**Jobs**
1. Answer these questions using the review of the documentary "Diario a Tres Voces."
(a) Who wrote the review?
(b) Who directed the documentary?
(c) According to the review, what trumps romance?
2. Write out the stretch of the documentary review from "Director Otilia Portillo" through "a modern quinceañera.".
3. Extend the review of the Mexican documentary "Diario a Tres Voces" by continuing it from the point where it stops.

**Passage**
-=-=-=-=-

SXSW Review: 'Diario a Tres Voces (Three Voices)'
Three generations of women speak in this moving Mexican documentary
By Jessi Cape, 12:30PM, Tue. Mar. 12, 2013
The parallels of love stories defy generational gaps.
Director Otilia Portillo Padua’s vibrant cinematic kaleidoscope joins three women’s stories in this emotionally rich, Spanish-subtitled documentary, which makes its North American premiere in the SXGlobal sidebar.
The ribbons of broken vows and the understanding that friendship trumps romance knit together the leading ladies, and cultural highlights abound with the vintage Spanish crooning, Eighties Mexican wedding fashion, and a modern quinceañera.

-=-=-=-=-

**Dataset excerpt**
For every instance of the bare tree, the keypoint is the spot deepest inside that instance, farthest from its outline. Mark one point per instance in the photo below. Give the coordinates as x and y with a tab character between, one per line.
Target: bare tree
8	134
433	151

-=-=-=-=-

**Final answers**
1.
(a) Jessi Cape
(b) Otilia Portillo Padua
(c) Friendship

2.
Director Otilia Portillo Padua’s vibrant cinematic kaleidoscope joins three women’s stories in this emotionally rich, Spanish-subtitled documentary, which makes its North American premiere in the SXGlobal sidebar.
The ribbons of broken vows and the understanding that friendship trumps romance knit together the leading ladies, and cultural highlights abound with the vintage Spanish crooning, Eighties Mexican wedding fashion, and a modern quinceañera.

3.
Intimate confessions lay bare the hearts of all three women, and Three Voices embodies the strength and beauty of femininity. But there’s other beauty, too: the feisty nonagenarian’s near-century-old photographs, reels of footage from a middle-age divorcées marriage gone bust, and screenshots of a teenager’s social media pages. Sometimes reminiscing blue, sometimes holding black flowers of fate, Three Voices is both humorous and sentimental, just as love stories ought to be.
Diario a Tres Voces (Three Voices) screens again Wednesday, March 13, 1:45pm, Violet Crown.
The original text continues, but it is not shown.